§ **Task data**:
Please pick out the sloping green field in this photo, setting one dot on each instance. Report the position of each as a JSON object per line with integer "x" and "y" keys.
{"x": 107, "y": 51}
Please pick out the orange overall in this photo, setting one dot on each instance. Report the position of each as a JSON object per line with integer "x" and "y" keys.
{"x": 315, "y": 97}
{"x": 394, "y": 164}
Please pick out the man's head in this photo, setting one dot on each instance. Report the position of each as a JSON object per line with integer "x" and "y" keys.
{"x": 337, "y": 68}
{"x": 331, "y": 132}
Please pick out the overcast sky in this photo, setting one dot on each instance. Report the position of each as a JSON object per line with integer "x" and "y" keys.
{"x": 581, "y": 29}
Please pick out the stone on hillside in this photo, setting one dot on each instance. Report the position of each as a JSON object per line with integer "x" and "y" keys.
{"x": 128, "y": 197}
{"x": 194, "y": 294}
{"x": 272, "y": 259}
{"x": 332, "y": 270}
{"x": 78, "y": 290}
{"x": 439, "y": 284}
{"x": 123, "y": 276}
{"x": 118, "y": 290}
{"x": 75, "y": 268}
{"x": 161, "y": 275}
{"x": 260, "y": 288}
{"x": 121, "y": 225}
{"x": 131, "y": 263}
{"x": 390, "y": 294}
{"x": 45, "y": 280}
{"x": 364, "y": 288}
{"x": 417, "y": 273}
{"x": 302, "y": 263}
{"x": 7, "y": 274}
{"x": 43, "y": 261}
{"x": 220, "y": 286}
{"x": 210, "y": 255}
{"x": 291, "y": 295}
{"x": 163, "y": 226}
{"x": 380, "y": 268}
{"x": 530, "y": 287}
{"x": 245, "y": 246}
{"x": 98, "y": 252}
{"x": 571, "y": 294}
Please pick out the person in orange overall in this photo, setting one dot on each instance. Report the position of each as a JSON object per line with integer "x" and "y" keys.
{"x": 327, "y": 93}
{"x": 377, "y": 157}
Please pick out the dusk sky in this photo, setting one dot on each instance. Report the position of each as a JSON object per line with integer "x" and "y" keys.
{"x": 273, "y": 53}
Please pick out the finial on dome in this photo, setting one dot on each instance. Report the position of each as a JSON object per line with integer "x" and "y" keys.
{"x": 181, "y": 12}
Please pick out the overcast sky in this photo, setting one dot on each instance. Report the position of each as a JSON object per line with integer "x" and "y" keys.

§ **Task details**:
Exactly as shown above, write out all the records.

§ **Finished exercise**:
Please pick out the sloping green field in this photo, setting one dot on each instance. Report the position of each as a JSON object per line with integer "x" and "y" keys.
{"x": 107, "y": 51}
Please pick out the orange overall in this photo, setting one dot on each instance. Report the position of each as a JSON object per line with integer "x" and "y" keys.
{"x": 315, "y": 97}
{"x": 394, "y": 164}
Please pick out the man's head in this photo, setting one dot on each instance. Report the position of each as a JSON object per line with integer "x" and "y" keys.
{"x": 337, "y": 68}
{"x": 331, "y": 132}
Please pick out the overcast sky in this photo, setting one dot on each instance. Report the position of each as a JSON object per line with integer "x" and "y" keys.
{"x": 581, "y": 29}
Please pick out the stone on hillside in this photo, setting one dot on each instance. Report the position of each as a JSON object per line with integer "x" and "y" keys.
{"x": 128, "y": 197}
{"x": 194, "y": 294}
{"x": 272, "y": 259}
{"x": 332, "y": 270}
{"x": 78, "y": 290}
{"x": 439, "y": 284}
{"x": 123, "y": 276}
{"x": 118, "y": 290}
{"x": 75, "y": 268}
{"x": 161, "y": 275}
{"x": 260, "y": 288}
{"x": 121, "y": 225}
{"x": 131, "y": 263}
{"x": 390, "y": 294}
{"x": 45, "y": 280}
{"x": 364, "y": 288}
{"x": 417, "y": 273}
{"x": 302, "y": 263}
{"x": 7, "y": 274}
{"x": 43, "y": 261}
{"x": 220, "y": 286}
{"x": 210, "y": 255}
{"x": 291, "y": 295}
{"x": 163, "y": 226}
{"x": 380, "y": 268}
{"x": 530, "y": 287}
{"x": 245, "y": 246}
{"x": 98, "y": 252}
{"x": 571, "y": 294}
Please pick out the person in orange overall in this photo, setting one dot on each instance. Report the position of each as a JSON object per line with integer "x" and "y" keys.
{"x": 327, "y": 93}
{"x": 377, "y": 157}
Please pick out the dusk sky in this photo, setting one dot on each instance. Report the position of each as a JSON object per line with integer "x" and "y" keys.
{"x": 273, "y": 53}
Please pick out the finial on dome in this photo, setting one dot on each instance. Report the position of each as a JSON object per line with integer "x" and "y" keys.
{"x": 181, "y": 12}
Please pick out the overcast sky in this photo, setting one dot on each instance. Report the position of each as a JSON object per line with integer "x" and "y" keys.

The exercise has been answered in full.